-- Begin Extract provided --

Item 30 Consider Generators Instead of Returning Lists

Things to Remember
- Using generators can be clearer than the alternative of having a function return a list of accumulated results.
- The iterator returned by a generator produces the set of values passed to yield expression within the generator's body.
- Generators can produce a sequence of outputs for arbitrarily large inputs because their working memory doesn't include all inputs and outputs.  

In [None]:
# you want to find the index of every word in a string
def index_words(text):
    result = []
    if text:
        result.append(0)
    for index, letter in enumerate(text): # enuadds counter to an iterable and returns it
        if letter == ' ':
            result.append(index + 1) # the index where the next word begins
    return result
text = 'Using generators can be clearer than the alternative of having a function return a list of accumulated results'
result = index_words(text)
print(result[:10])


Problems with the above approach
- the code is a bit dense and noisy
- it's doing too much work includings maintaining a result list. Consequently, the main logic, finding the index of every word, has been deemphasized
- it requires all results to be stored in the list before returned. For huge inputs, this can cause a program to run out of memory and crash

In [None]:
# using generator
def index_words_iter(text):
    if text:
        yield 0
    for index, letter in enumerate(text):
        if letter == ' ':
            yield index + 1

it = index_words_iter(text)
print(next(it))
print(next(it))

- a generator function does not actually run but instead immediately returns an iterator
- with each call to the next built-in function, the iterator advances the generator to its next yield expression
- each value passed to yield by the generator is returned by the iterator to the caller
- this function is significantly easier to read because all interactions with the result list have been eliminated; results are passed to yield expressions instead

In [None]:
# convert the iterator to a list
result = list(index_words_iter(text))
print(result[:10])

In [None]:
# - use generator to deal with inputs of arbitrary length
# - the following code define a generator that streams 
#   input from a fie one line at a time and yields outputs
#   one word at a time
import itertools 
def index_file(handle):
    offset = 0
    for line in handle: 
        if line:
            yield offset # one line at a time
        for letter in line:
            offset += 1
            if letter == ' ':
                yield offset # one letter at a time

with open('text.txt') as f:
    it = index_file(f)
    results = itertools.islice(it, 0, 10)
    print(list(results)) 


- with statement ensures clean-up code is executed; 
  in this case f will be automatically closed after the with statement
- itertools.islice make an iterator that returns selected elements from the iterable.
- callers must be aware that the iterators returned are stateful and can't be reused (as they have been exhausted)

-- End Extract provided --
-- Begin Data lines --

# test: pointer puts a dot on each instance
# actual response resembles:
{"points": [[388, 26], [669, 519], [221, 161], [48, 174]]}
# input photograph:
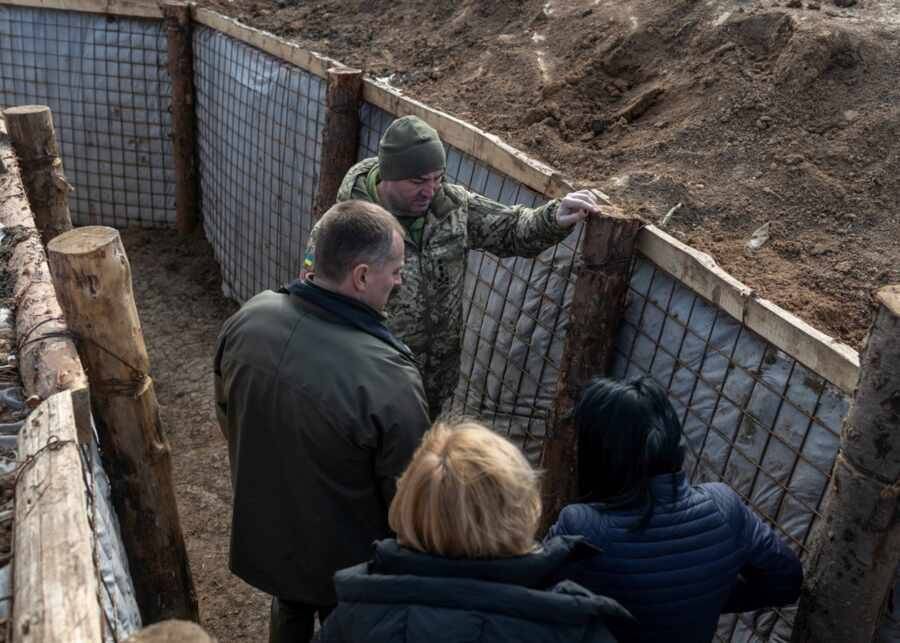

-- End Data lines --

Prompt A> In the notes on generators, write out the passage word for word, beginning at the words "- Generators can" and stopping after the words "result.append(0)".
Prompt B> According to the notes on generators, why is index_words_iter easier to read than index_words? Answer in one to three sentences.

Written reply A>
- Generators can produce a sequence of outputs for arbitrarily large inputs because their working memory doesn't include all inputs and outputs.  

In [None]:
# you want to find the index of every word in a string
def index_words(text):
    result = []
    if text:
        result.append(0)

Written reply B> It is easier to read because all interactions with the result list have been removed. Instead of being added to a list, each result is passed to a yield expression.